## Given instruction
Restate the records in their entirety, word for word.

## Supplied material

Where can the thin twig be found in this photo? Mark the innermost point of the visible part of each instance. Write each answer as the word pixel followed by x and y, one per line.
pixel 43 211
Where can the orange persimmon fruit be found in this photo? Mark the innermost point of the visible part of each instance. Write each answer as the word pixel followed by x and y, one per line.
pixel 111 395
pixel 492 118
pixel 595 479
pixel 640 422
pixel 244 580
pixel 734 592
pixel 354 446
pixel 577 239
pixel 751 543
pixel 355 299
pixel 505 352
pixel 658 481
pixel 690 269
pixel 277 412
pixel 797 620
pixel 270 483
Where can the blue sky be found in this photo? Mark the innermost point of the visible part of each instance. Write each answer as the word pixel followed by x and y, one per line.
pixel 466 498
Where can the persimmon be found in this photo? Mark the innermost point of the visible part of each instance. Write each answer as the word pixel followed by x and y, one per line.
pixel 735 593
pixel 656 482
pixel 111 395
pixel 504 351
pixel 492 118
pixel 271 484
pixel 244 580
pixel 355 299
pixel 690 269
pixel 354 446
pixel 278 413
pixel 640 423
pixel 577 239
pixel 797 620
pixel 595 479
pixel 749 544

## Written response
Where can the thin twig be found in this photo? Mark the innermost point of the visible part of each instance. Write each answer as the word pixel followed by x and y, one per line.
pixel 43 211
Where can the orange persimmon fruit be found in this photo? Mark the innermost point of the visible part of each instance. Write each answer as the word pixel followed by x and y, one per line.
pixel 111 395
pixel 492 118
pixel 595 479
pixel 640 422
pixel 244 580
pixel 734 592
pixel 354 446
pixel 577 239
pixel 751 543
pixel 355 299
pixel 505 352
pixel 658 481
pixel 690 269
pixel 277 412
pixel 797 620
pixel 270 483
Where can the blue sky be found in this photo? Mark the innermost point of the visible part of each instance. Write each answer as the word pixel followed by x and y, one per line.
pixel 466 498
Where can the persimmon be found in this photo? Mark the innermost point of the visible part of each instance. Write each answer as the word pixel followed by x and y, one per line.
pixel 735 593
pixel 656 482
pixel 111 395
pixel 504 351
pixel 492 118
pixel 271 484
pixel 244 580
pixel 355 299
pixel 690 269
pixel 354 446
pixel 278 413
pixel 640 423
pixel 577 239
pixel 797 620
pixel 595 479
pixel 749 544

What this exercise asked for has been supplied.